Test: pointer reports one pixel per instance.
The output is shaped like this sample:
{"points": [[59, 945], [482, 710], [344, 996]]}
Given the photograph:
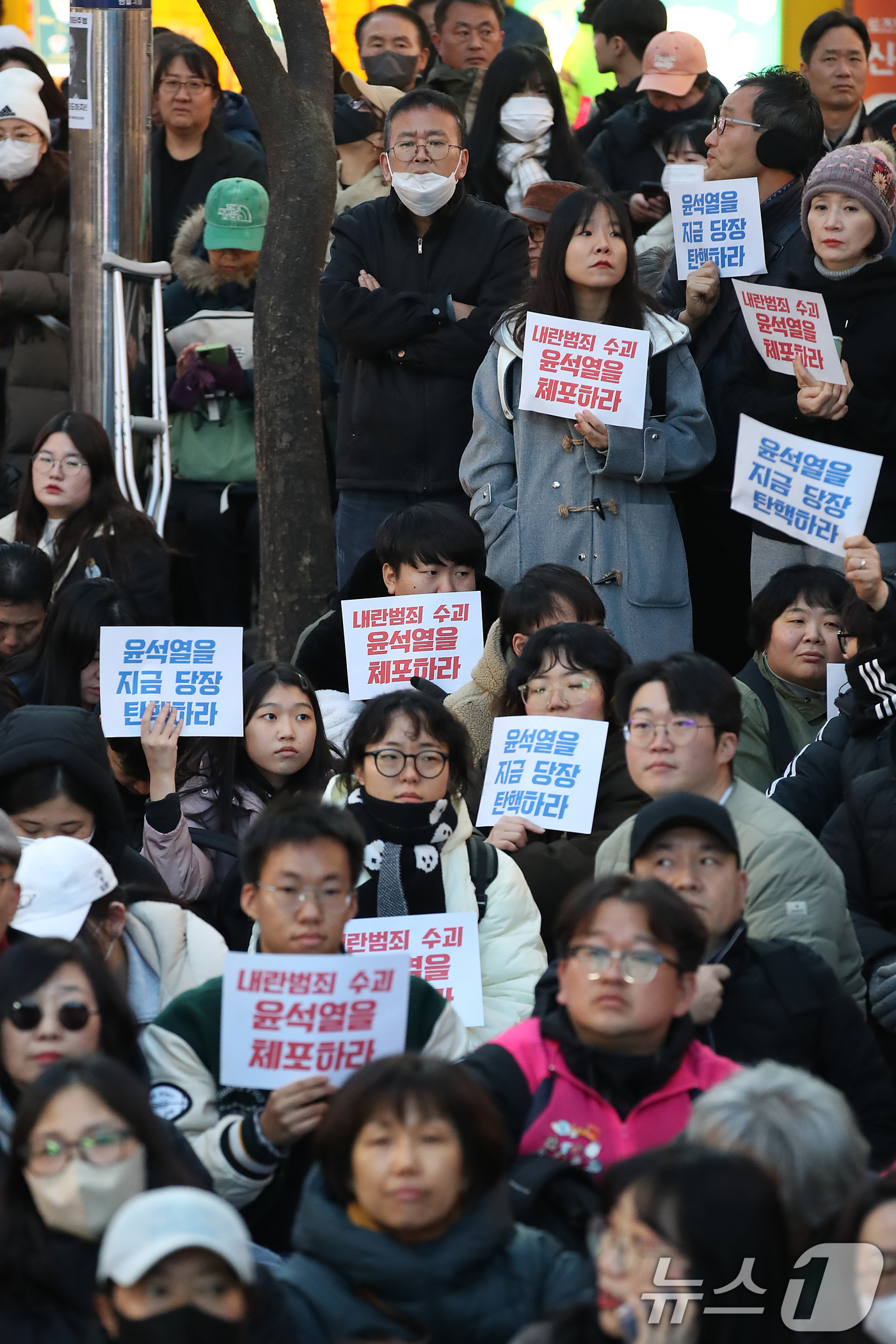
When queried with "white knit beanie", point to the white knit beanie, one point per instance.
{"points": [[20, 97]]}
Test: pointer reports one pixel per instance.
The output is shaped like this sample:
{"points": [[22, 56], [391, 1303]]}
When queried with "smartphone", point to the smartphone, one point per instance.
{"points": [[214, 354]]}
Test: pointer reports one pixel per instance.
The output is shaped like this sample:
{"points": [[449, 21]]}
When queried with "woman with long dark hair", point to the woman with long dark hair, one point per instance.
{"points": [[590, 495], [72, 507], [222, 784], [520, 133]]}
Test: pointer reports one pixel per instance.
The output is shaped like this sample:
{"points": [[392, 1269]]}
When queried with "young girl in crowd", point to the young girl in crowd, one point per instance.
{"points": [[848, 216], [223, 783], [409, 762], [591, 495], [520, 133], [70, 506], [567, 671], [85, 1141], [447, 1264]]}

● **SHORT PROBLEM**
Copy every entry above word for word, but leave out the picture.

● **RIGHT ANSWER**
Test: pointer reports one pixel per instance.
The output is shaped like this sample:
{"points": [[59, 945], [482, 710], [344, 996]]}
Given the photograph:
When queried with "white knit beanie", point to the white knit beanie, one point per instance.
{"points": [[20, 97]]}
Test: pointer reports one pixel per instance.
The output is shaped like this sample:
{"points": [[22, 56], [391, 1303]]}
When queried with "smartphone", point to the smartphone, one point per instance.
{"points": [[214, 354]]}
Test: pointer reports one pixel per instance.
The output is shaped like this sample:
{"points": [[449, 21]]}
When queried with "woman with long dark hair", point to the woman with long dark hair, one point per instance.
{"points": [[590, 495], [72, 507], [222, 784], [520, 133]]}
Test: pointer reports one pixel per instance.
The output is shaped like this sample:
{"points": [[392, 1269]]}
When queried with "young girl in crowd", point to the young girl in crowd, one point per instance.
{"points": [[848, 216], [223, 783], [409, 762], [591, 495], [520, 133], [70, 506], [567, 671], [85, 1141], [447, 1264]]}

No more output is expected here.